### RAW DATA
------------------------

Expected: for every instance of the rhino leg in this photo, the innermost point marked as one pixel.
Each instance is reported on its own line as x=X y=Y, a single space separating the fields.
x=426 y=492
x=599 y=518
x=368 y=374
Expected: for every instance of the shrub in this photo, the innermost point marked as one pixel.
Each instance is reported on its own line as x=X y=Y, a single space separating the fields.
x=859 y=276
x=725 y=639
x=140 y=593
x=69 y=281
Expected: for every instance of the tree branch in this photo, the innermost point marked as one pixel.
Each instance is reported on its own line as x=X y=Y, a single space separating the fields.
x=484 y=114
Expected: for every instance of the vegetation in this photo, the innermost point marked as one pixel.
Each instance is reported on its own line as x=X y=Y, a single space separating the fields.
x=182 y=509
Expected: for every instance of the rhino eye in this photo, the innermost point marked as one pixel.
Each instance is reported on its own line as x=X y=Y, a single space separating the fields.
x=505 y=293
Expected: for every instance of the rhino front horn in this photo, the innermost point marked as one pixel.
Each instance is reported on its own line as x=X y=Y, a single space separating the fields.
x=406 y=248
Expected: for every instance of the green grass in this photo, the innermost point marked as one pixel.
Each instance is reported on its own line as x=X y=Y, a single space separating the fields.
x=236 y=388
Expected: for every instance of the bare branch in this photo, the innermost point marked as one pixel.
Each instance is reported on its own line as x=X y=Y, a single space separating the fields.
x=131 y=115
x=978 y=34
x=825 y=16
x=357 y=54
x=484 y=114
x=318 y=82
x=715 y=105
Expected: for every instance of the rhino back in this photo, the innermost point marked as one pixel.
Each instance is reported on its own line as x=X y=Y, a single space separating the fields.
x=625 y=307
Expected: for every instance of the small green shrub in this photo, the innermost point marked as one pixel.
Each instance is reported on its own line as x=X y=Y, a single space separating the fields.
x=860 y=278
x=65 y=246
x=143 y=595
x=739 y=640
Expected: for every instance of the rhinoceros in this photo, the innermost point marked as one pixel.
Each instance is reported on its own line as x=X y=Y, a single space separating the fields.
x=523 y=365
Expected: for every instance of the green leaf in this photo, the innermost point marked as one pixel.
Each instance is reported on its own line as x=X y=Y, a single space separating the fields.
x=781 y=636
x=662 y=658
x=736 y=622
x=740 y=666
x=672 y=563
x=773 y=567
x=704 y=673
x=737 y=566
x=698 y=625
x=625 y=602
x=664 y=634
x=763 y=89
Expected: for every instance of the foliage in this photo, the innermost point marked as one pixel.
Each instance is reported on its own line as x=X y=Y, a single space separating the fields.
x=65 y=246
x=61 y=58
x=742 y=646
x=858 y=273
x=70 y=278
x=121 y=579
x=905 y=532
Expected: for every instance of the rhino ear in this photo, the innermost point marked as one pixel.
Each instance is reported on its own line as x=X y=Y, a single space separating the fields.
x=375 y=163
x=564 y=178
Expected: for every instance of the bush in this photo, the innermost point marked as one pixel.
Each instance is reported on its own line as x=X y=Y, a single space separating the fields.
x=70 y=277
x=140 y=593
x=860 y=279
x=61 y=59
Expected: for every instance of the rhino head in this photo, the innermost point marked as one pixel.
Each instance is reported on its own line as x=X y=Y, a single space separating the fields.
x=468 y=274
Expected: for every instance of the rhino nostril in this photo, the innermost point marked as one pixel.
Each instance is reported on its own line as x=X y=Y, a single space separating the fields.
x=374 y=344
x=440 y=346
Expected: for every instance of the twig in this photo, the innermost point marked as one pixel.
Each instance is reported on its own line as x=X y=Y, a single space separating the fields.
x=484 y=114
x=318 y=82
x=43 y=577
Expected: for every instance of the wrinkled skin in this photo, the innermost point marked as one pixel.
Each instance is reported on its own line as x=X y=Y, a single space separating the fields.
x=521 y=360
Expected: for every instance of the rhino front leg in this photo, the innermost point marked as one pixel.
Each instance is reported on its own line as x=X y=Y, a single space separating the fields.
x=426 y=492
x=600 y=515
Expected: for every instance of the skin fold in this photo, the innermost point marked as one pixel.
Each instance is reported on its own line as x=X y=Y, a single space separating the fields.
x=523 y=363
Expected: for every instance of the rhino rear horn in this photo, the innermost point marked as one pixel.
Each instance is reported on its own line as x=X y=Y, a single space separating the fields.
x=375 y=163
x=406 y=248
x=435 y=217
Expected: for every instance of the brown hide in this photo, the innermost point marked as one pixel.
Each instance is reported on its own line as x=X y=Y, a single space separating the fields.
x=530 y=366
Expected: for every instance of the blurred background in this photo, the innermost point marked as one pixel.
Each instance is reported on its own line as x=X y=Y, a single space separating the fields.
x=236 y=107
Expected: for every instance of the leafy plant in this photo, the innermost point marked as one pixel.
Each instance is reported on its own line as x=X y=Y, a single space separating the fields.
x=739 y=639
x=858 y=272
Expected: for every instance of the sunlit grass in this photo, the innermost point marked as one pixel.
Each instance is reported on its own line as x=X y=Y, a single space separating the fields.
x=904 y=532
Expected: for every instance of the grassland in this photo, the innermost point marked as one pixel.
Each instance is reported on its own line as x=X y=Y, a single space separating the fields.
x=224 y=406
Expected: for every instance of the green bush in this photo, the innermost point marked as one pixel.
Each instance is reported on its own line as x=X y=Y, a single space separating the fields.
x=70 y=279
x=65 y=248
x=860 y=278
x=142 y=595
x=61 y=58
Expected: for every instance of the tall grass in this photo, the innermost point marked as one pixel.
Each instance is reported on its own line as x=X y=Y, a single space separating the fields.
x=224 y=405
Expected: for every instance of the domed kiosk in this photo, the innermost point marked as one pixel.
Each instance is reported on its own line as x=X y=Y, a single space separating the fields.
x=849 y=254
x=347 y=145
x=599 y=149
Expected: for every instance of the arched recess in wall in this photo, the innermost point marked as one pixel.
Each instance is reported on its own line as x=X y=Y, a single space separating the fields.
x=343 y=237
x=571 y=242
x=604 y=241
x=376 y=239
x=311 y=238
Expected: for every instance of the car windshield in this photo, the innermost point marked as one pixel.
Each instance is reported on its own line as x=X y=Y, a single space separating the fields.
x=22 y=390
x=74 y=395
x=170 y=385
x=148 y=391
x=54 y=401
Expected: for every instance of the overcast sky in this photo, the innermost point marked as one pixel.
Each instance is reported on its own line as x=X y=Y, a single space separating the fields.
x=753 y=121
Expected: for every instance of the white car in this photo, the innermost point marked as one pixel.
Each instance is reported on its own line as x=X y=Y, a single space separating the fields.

------------------------

### SET TASK
Return, with no changes, the lines of the material from the line containing "Expected: for every instance of the domed" up to and including the line containing "x=753 y=121".

### EXERCISE OUTPUT
Expected: for every instance of the domed kiosk in this photo, the innermost point marked as one pixel.
Each instance is reported on its own line as x=X y=Y, a single space separating the fields.
x=849 y=254
x=347 y=145
x=599 y=149
Expected: for every instance of the arched recess in wall in this photo, the innermost point marked as one pixel.
Each instance is reported on its own line as x=X y=Y, a single space separating the fields.
x=343 y=237
x=571 y=242
x=604 y=241
x=376 y=239
x=311 y=238
Expected: for every instance of the car windshield in this photo, the innermost point marked as one pixel.
Each instance is reported on its own line as x=X y=Y, a single space separating the fields.
x=22 y=390
x=74 y=395
x=170 y=385
x=148 y=391
x=54 y=401
Expected: for every instance of the overcast sky in this photo, the innermost point marked as one pixel.
Each instance is reported on its own line as x=X y=Y, a single space separating the fields.
x=753 y=121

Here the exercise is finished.